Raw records
((

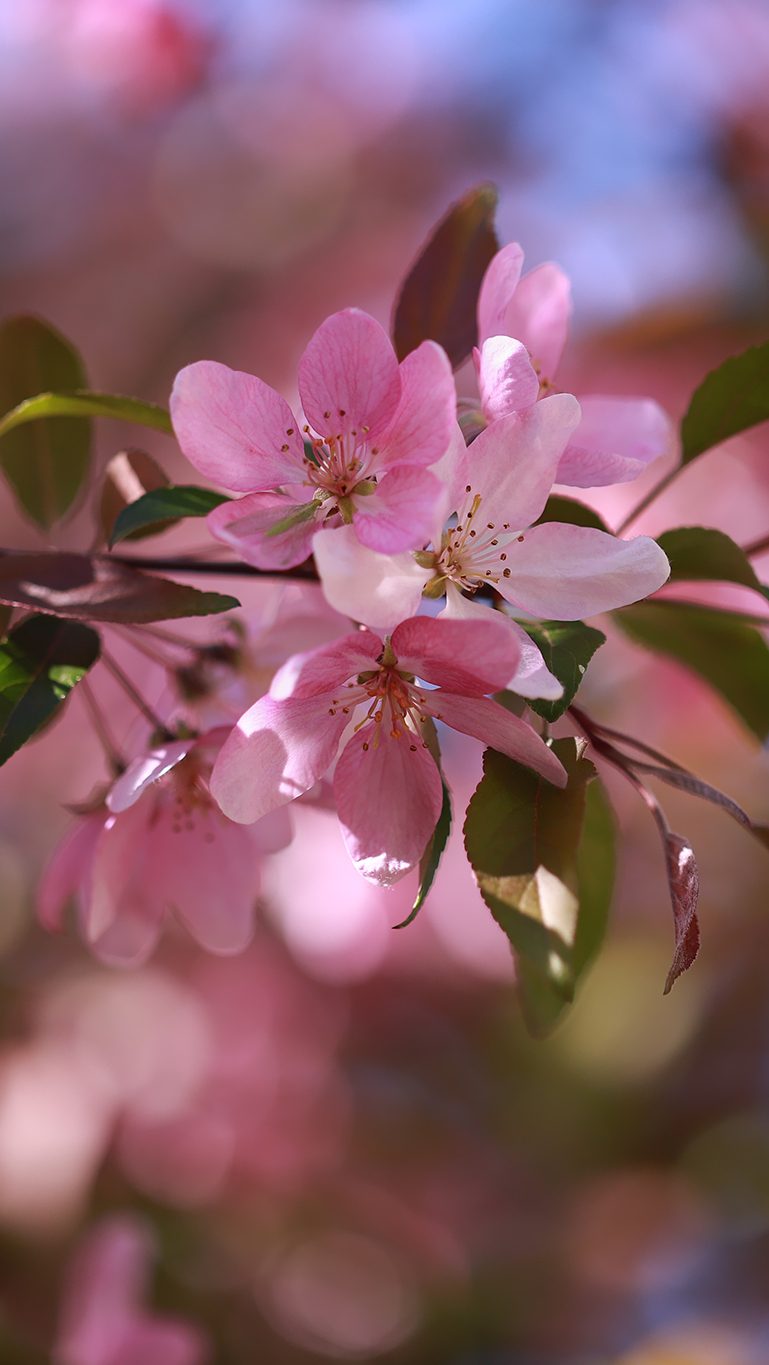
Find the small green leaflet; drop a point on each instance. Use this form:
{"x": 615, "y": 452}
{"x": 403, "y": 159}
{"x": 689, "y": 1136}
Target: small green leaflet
{"x": 45, "y": 464}
{"x": 430, "y": 859}
{"x": 440, "y": 294}
{"x": 567, "y": 649}
{"x": 698, "y": 552}
{"x": 164, "y": 505}
{"x": 40, "y": 664}
{"x": 82, "y": 403}
{"x": 731, "y": 399}
{"x": 305, "y": 512}
{"x": 731, "y": 655}
{"x": 523, "y": 838}
{"x": 574, "y": 512}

))

Rewrite all the lines of the items above as a numbered list, skipping any blank lines and leaving out the pictures.

### Problem solution:
1. Find the small green leaflet; drop a point on each instance. Use this form:
2. {"x": 615, "y": 452}
3. {"x": 403, "y": 159}
4. {"x": 689, "y": 1136}
5. Target: small green leaflet
6. {"x": 45, "y": 464}
7. {"x": 430, "y": 859}
8. {"x": 440, "y": 294}
9. {"x": 567, "y": 649}
10. {"x": 698, "y": 552}
11. {"x": 164, "y": 505}
12. {"x": 40, "y": 664}
13. {"x": 82, "y": 403}
14. {"x": 731, "y": 399}
15. {"x": 305, "y": 512}
16. {"x": 731, "y": 655}
17. {"x": 523, "y": 838}
18. {"x": 574, "y": 512}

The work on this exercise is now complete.